# WRITTEN EXERCISE 1
In the account of the funeral procession, who commanded the entire line?
# WRITTEN EXERCISE 2
Quote the funeral procession account, beginning at the words "President Roosevelt, with" and stopping after "VII. of England.".
# WRITTEN EXERCISE 3
Write the next part of the account of the funeral procession, picking up after its final sentence.

# SUPPLIED PASSAGE
---------------

President Roosevelt, with his wife and sister, occupied the first carriage behind the hearse, a band of black crepe bound about his arm. The carriage was drawn by four black horses. Next in order came the carriage of Grover Cleveland, who was accompanied by General John M. Wilson and Robley D. Evans. Following directly came the Justices of the Supreme Court, in their robes of office. Army and navy men, in full uniform, continued the slow moving procession. Representatives of foreign governments in all their trappings of state, followed in order. One carriage was occupied by Hon. Gerald Lowther, of the British Legation, assigned by a cabled order to personally represent King Edward VII. of England.
Major-General John R. Brooks commanded the entire line, riding a splendid black charger. He was surrounded with his aides, all well mounted.
A cold rain began to fall as the procession started from the White House. It at no time amounted to a heavy shower, but the chilling “drizzle” which marked Mr. McKinley’s second inauguration was precisely repeated in this his last progress to the capitol. The flags were limp. The banners were drooping. The wealth of mourning decoration on buildings laid flat against the walls. As the cortege wound down into Pennsylvania avenue it passed between gathered thousands of people who banked the great highway from end to end, and stood in reverent silence while the dead went by.

---------------

# DATASET EXCERPTS
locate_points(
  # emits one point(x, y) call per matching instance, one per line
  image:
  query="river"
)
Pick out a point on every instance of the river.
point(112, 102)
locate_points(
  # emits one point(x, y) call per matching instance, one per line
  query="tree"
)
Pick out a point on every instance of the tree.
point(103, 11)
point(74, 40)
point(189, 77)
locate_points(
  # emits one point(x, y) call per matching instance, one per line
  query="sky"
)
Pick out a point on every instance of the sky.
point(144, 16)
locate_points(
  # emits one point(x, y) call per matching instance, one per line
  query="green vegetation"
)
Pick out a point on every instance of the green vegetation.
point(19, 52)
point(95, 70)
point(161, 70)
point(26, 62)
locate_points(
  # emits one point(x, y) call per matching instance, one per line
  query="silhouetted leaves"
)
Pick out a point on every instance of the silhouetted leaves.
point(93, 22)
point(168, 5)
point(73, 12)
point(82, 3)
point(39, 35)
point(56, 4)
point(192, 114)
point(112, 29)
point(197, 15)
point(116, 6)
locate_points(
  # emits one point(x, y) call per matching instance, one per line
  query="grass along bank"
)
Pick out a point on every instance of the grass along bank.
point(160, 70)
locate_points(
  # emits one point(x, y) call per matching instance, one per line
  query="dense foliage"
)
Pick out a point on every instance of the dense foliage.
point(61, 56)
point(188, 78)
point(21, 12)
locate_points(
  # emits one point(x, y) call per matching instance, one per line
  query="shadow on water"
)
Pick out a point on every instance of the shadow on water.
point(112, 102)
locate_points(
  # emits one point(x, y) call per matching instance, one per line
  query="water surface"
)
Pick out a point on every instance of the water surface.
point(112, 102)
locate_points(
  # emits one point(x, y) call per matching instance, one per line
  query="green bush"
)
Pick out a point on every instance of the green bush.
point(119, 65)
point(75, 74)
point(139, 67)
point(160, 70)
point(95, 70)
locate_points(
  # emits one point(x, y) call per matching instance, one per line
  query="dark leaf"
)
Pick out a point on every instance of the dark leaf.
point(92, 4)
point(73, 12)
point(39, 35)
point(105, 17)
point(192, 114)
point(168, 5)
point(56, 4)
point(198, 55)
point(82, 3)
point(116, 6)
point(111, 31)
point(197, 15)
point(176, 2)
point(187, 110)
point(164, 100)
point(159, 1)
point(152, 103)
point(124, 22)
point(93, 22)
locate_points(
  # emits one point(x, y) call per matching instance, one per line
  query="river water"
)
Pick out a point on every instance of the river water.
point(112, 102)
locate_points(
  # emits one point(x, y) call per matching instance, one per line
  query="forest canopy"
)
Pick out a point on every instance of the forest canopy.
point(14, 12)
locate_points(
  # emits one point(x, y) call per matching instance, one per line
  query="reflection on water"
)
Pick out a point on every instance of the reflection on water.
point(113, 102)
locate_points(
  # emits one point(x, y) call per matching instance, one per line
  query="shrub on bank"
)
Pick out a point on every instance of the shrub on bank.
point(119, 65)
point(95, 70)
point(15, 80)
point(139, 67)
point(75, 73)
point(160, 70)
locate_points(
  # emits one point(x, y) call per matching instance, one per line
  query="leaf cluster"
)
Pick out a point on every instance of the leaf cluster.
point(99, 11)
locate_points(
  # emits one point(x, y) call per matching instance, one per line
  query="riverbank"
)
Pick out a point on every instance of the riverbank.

---------------

# EXPECTED ANSWER 1
Major-General John R. Brooks commanded the entire line.

# EXPECTED ANSWER 2
President Roosevelt, with his wife and sister, occupied the first carriage behind the hearse, a band of black crepe bound about his arm. The carriage was drawn by four black horses. Next in order came the carriage of Grover Cleveland, who was accompanied by General John M. Wilson and Robley D. Evans. Following directly came the Justices of the Supreme Court, in their robes of office. Army and navy men, in full uniform, continued the slow moving procession. Representatives of foreign governments in all their trappings of state, followed in order. One carriage was occupied by Hon. Gerald Lowther, of the British Legation, assigned by a cabled order to personally represent King Edward VII. of England.

# EXPECTED ANSWER 3
In that procession were soldiers and sailors from every service, civic societies, a camp of United Confederate Veterans from Alexandria, Virginia, and a host of miscellaneous organizations. The home of the nation’s government awaited the cortege in silent simplicity. A flag, flying at half mast over the marble entrance, was the only sign of mourning. The law decrees that the government buildings in Washington shall not be draped, and they wore no visible sign of the nation’s bereavement.
Time and again as the line moved from west to east the notes of that plaintive song, “Nearer, My God, to Thee,” rose on the air. At the steps of the capitol a bugle sounded the silver notes of “Church Call.” The soldiers and sailors lifted the casket again from the hearse, and carried it with solemn strides up the long flight of marble steps to the open portal, and deposited it on the catafalque directly in the center of the rotunda, beneath the mighty dome which crowns the capitol. The friends and late advisers of the nation’s chief, the notable men of the country filed in and grouped themselves to the north of the center. Mrs. McKinley was not present. In her weakened condition it was thought wise to afford her all possible repose, as the trip to Canton will tax all her little store of strength.
A hush as of death fell upon the assembly, and then, beginning softly, but swelling grandly as the hymn progressed, a choir sang Cardinal Newman’s touching hymn: “Lead, Kindly Light.”
Lead, kindly light, amid the encircling gloom,
Lead thou me on!
The night is dark, and I am far from home,
Lead thou me on!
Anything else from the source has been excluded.